### Records for the exercise ###

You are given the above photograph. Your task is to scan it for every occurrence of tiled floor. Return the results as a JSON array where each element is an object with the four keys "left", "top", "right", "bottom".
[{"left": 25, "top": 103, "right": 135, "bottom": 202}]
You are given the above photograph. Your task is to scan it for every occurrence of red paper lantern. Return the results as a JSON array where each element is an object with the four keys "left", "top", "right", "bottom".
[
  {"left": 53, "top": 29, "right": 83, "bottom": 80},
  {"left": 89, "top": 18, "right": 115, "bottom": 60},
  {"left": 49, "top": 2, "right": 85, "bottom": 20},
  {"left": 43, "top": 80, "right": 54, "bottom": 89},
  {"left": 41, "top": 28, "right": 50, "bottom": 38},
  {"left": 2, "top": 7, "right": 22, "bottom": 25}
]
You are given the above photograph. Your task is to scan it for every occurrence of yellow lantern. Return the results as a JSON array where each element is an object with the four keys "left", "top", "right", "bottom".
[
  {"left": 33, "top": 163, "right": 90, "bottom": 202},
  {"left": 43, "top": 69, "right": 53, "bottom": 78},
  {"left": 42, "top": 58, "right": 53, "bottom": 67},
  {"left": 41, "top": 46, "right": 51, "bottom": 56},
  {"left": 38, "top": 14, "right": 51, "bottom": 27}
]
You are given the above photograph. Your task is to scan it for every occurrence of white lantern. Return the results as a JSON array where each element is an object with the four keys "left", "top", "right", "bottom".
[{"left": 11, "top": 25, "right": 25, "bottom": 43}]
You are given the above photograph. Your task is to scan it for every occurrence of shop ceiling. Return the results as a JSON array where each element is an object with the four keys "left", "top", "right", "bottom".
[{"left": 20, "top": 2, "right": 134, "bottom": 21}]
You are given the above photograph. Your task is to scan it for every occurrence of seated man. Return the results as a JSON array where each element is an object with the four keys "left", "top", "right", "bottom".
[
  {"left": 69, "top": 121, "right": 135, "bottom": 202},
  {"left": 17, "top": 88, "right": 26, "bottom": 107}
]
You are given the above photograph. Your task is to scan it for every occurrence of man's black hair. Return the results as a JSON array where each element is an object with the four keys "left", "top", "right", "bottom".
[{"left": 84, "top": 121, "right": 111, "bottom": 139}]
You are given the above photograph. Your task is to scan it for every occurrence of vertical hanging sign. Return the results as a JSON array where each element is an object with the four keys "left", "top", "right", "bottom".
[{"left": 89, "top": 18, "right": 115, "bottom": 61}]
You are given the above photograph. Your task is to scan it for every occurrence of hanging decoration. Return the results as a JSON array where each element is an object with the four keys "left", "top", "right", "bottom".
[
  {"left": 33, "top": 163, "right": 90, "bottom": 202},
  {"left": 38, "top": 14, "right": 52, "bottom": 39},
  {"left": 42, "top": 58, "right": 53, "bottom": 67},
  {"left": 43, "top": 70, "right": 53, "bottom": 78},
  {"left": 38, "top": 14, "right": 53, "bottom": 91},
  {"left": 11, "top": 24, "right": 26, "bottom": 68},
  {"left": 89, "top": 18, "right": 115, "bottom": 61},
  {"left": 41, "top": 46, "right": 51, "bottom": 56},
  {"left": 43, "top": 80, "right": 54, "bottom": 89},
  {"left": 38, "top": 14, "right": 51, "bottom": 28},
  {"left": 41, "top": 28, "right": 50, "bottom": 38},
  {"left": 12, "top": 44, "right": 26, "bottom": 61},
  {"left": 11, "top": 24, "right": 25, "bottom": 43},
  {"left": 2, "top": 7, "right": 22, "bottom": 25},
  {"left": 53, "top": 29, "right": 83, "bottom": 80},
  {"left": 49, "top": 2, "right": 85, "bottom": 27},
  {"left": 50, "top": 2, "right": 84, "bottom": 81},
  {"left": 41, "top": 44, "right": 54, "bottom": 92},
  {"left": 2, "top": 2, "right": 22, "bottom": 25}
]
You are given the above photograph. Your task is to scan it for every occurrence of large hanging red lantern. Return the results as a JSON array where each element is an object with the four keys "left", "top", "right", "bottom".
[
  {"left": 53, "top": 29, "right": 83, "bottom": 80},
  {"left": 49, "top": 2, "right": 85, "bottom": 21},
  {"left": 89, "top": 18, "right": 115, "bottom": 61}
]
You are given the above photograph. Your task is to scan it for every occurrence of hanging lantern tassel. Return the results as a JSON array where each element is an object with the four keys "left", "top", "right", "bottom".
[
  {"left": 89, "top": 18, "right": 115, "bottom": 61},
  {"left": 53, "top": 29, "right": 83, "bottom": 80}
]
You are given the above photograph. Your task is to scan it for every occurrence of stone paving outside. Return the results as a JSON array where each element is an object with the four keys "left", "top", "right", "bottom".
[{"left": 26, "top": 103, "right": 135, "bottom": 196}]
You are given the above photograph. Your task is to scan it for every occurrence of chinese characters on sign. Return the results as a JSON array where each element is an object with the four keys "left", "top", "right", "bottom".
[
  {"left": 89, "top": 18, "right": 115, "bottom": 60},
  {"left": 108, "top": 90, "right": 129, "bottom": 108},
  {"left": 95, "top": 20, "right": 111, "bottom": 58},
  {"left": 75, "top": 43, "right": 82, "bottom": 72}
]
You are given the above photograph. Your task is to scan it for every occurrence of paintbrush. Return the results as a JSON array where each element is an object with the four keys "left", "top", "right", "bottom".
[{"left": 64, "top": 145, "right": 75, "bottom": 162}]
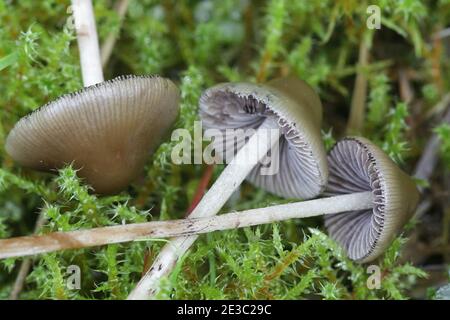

###

◆ Work to be completed ◆
When you transcribe the entries above, keep every word exact and leave out the pictures.

◆ Exercise response ◆
You are given the above photograph. Your task is to scan it for every occurrence of tiled floor. Return the results as a JSON array where each element is an object with the four keys "left", "top", "right", "bottom".
[{"left": 25, "top": 103, "right": 135, "bottom": 202}]
You are given the above photograph. Your task is to scan it for every occurrence of red paper lantern. Return the results as a JSON array where each element is an object with the four keys "left", "top", "right", "bottom".
[
  {"left": 53, "top": 29, "right": 83, "bottom": 80},
  {"left": 89, "top": 18, "right": 115, "bottom": 60},
  {"left": 49, "top": 2, "right": 85, "bottom": 20},
  {"left": 43, "top": 80, "right": 54, "bottom": 89},
  {"left": 41, "top": 28, "right": 50, "bottom": 38},
  {"left": 2, "top": 7, "right": 22, "bottom": 25}
]
You are given the above photograph. Your task is to scan it for every occurrence of yellow lantern. Return the results as a JSON array where each element is an object with the four keys "left", "top", "right", "bottom".
[
  {"left": 33, "top": 163, "right": 90, "bottom": 202},
  {"left": 43, "top": 69, "right": 53, "bottom": 78},
  {"left": 42, "top": 58, "right": 53, "bottom": 67},
  {"left": 41, "top": 46, "right": 51, "bottom": 56},
  {"left": 38, "top": 14, "right": 51, "bottom": 27}
]
You are given the above photograph. Your task is to scan it for every occurrence of white lantern. Return the results as a JSON array where each element is an object with the four keys "left", "top", "right", "bottom".
[{"left": 11, "top": 25, "right": 25, "bottom": 43}]
You are given the above photograph. Your task is to scan it for every occurrence of shop ceiling. Return the results as a JSON array where each element is an object with the four keys "left", "top", "right", "bottom".
[{"left": 20, "top": 2, "right": 134, "bottom": 21}]
You are given the above photograph. Your task is to scan it for every occurrence of seated man. Return the results as a JSON array where each element is an object with the four keys "left", "top", "right", "bottom".
[
  {"left": 69, "top": 121, "right": 135, "bottom": 202},
  {"left": 17, "top": 88, "right": 26, "bottom": 107}
]
You are given the above photograph. Your task is to scan it for every occurrence of man's black hair. Return the results as a JSON array where each element is an object with the four keys "left", "top", "right", "bottom".
[{"left": 84, "top": 121, "right": 111, "bottom": 139}]
You are given the above photograph. Your task is to scan it for every occurrence of vertical hanging sign. Return the results as a JSON array where each element is an object with the four keys "left", "top", "right", "bottom".
[{"left": 89, "top": 18, "right": 115, "bottom": 61}]
You are given the above photograph. Your task is to scan it for every occurrence of hanging decoration. Return the results as a JSON array where each element is an object with the four keys "left", "top", "right", "bottom".
[
  {"left": 33, "top": 163, "right": 90, "bottom": 202},
  {"left": 38, "top": 14, "right": 52, "bottom": 39},
  {"left": 42, "top": 58, "right": 53, "bottom": 67},
  {"left": 43, "top": 70, "right": 53, "bottom": 78},
  {"left": 38, "top": 14, "right": 53, "bottom": 91},
  {"left": 11, "top": 24, "right": 26, "bottom": 68},
  {"left": 89, "top": 18, "right": 115, "bottom": 61},
  {"left": 41, "top": 46, "right": 51, "bottom": 56},
  {"left": 43, "top": 80, "right": 54, "bottom": 89},
  {"left": 38, "top": 14, "right": 51, "bottom": 28},
  {"left": 41, "top": 28, "right": 50, "bottom": 38},
  {"left": 12, "top": 44, "right": 26, "bottom": 61},
  {"left": 11, "top": 24, "right": 25, "bottom": 43},
  {"left": 2, "top": 7, "right": 22, "bottom": 25},
  {"left": 53, "top": 29, "right": 83, "bottom": 80},
  {"left": 49, "top": 2, "right": 85, "bottom": 27},
  {"left": 50, "top": 2, "right": 84, "bottom": 81},
  {"left": 41, "top": 44, "right": 54, "bottom": 92},
  {"left": 2, "top": 2, "right": 22, "bottom": 25}
]
You are given the above photograph. Your task is to scan it for every occurrence of large hanging red lantern. Return the results as a JSON array where each element is an object with the four keys "left", "top", "right", "bottom".
[
  {"left": 53, "top": 29, "right": 83, "bottom": 80},
  {"left": 49, "top": 2, "right": 85, "bottom": 21},
  {"left": 89, "top": 18, "right": 115, "bottom": 61}
]
You are given the above photograph. Your task is to scan it for every occurrence of hanging lantern tassel. Return the results as a JSON array where each element is an object with the four keys "left", "top", "right", "bottom".
[
  {"left": 89, "top": 18, "right": 115, "bottom": 61},
  {"left": 53, "top": 29, "right": 83, "bottom": 80}
]
You are given the above photograph. Your task is to scan it for every occurrence of stone paving outside. Return the results as a JSON array where each element is an object with the four keys "left", "top", "right", "bottom".
[{"left": 26, "top": 103, "right": 135, "bottom": 196}]
You are given the above photograph. Your task is to scan it for every occurrence of chinese characters on sign. Return the results as a JSON array where each element is an object with the four keys "left", "top", "right", "bottom".
[
  {"left": 89, "top": 18, "right": 115, "bottom": 60},
  {"left": 108, "top": 90, "right": 129, "bottom": 108},
  {"left": 95, "top": 20, "right": 111, "bottom": 58},
  {"left": 75, "top": 43, "right": 82, "bottom": 72}
]
You are given the above photograph. Your task is to scan it for every occurrence of paintbrush. Return the results as a JSON array where each element is an object with the four keys "left", "top", "right", "bottom".
[{"left": 64, "top": 145, "right": 75, "bottom": 162}]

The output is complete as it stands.